▶ _Your instructions_
Report every line in the listing below that contains the word "fence", copying each such line in full. Matching is case-sensitive.

--- Start of Entries shown ---

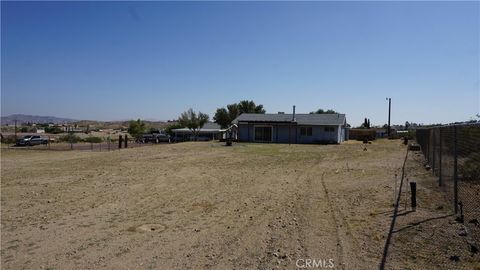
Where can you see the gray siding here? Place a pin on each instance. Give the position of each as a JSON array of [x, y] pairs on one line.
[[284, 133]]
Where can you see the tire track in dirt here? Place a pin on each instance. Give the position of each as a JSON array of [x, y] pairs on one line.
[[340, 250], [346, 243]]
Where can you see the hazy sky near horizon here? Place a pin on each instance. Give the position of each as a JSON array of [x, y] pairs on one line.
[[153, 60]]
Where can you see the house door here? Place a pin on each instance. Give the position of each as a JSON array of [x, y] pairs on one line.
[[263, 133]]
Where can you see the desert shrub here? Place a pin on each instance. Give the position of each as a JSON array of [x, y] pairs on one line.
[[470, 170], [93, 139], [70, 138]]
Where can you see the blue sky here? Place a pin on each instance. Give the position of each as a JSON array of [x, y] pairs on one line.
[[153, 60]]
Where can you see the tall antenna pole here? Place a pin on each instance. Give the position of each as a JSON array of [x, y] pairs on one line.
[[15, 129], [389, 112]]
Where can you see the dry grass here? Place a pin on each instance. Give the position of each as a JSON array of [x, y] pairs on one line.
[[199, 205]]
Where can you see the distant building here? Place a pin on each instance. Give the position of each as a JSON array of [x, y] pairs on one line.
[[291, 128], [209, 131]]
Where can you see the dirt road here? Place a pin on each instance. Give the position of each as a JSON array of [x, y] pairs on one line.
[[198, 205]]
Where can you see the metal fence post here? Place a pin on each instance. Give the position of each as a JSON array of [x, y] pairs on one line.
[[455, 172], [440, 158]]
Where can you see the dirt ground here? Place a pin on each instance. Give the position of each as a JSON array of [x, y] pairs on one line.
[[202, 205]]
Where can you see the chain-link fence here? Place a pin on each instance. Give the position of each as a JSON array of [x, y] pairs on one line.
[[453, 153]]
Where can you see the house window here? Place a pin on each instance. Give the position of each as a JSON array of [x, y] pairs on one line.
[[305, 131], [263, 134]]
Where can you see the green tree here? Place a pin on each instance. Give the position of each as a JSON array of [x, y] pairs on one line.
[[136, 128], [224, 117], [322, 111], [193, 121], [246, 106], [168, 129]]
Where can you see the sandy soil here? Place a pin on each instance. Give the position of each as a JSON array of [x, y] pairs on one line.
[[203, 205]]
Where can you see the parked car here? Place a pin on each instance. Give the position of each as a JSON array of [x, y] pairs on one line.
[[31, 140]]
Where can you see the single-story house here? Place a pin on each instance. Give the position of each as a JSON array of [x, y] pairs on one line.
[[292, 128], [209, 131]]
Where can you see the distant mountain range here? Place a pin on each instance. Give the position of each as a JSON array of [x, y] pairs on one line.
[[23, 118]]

--- End of Entries shown ---
--- Start of Entries shown ---

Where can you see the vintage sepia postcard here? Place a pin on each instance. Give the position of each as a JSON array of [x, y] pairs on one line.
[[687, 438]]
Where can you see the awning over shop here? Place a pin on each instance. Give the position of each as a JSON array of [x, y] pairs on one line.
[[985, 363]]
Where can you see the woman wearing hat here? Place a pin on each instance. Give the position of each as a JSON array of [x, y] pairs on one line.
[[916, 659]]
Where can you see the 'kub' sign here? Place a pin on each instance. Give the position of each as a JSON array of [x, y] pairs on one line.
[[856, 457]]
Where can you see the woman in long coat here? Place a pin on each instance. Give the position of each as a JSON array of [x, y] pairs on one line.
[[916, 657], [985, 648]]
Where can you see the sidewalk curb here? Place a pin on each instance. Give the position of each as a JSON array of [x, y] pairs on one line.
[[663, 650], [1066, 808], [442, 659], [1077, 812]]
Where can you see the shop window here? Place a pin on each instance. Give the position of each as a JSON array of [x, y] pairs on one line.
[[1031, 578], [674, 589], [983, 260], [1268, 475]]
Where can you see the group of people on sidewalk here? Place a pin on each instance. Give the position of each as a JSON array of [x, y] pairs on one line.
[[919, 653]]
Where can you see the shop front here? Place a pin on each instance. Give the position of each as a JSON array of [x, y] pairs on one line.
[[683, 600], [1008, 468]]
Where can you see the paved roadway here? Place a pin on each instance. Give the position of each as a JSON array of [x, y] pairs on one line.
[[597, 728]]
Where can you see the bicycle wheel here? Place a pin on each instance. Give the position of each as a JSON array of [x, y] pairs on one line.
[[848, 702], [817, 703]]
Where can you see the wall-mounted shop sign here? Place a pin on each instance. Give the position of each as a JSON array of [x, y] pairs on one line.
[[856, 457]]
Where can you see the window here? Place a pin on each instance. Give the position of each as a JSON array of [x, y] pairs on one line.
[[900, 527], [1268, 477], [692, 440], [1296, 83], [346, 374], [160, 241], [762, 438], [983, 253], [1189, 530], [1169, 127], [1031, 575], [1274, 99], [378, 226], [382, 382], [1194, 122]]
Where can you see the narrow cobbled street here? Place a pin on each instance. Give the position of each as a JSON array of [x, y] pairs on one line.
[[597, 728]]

--- End of Entries shown ---

▶ _Answer to this exercise_
Where can you see the metal fence post here? Place a pin on each instance. Give the position of each as a JSON array of [x, y] pairs on one line.
Where can you see the chain-link fence here? Place a pin on each instance. Give the position of each as a JSON array of [x, y] pairs on one line.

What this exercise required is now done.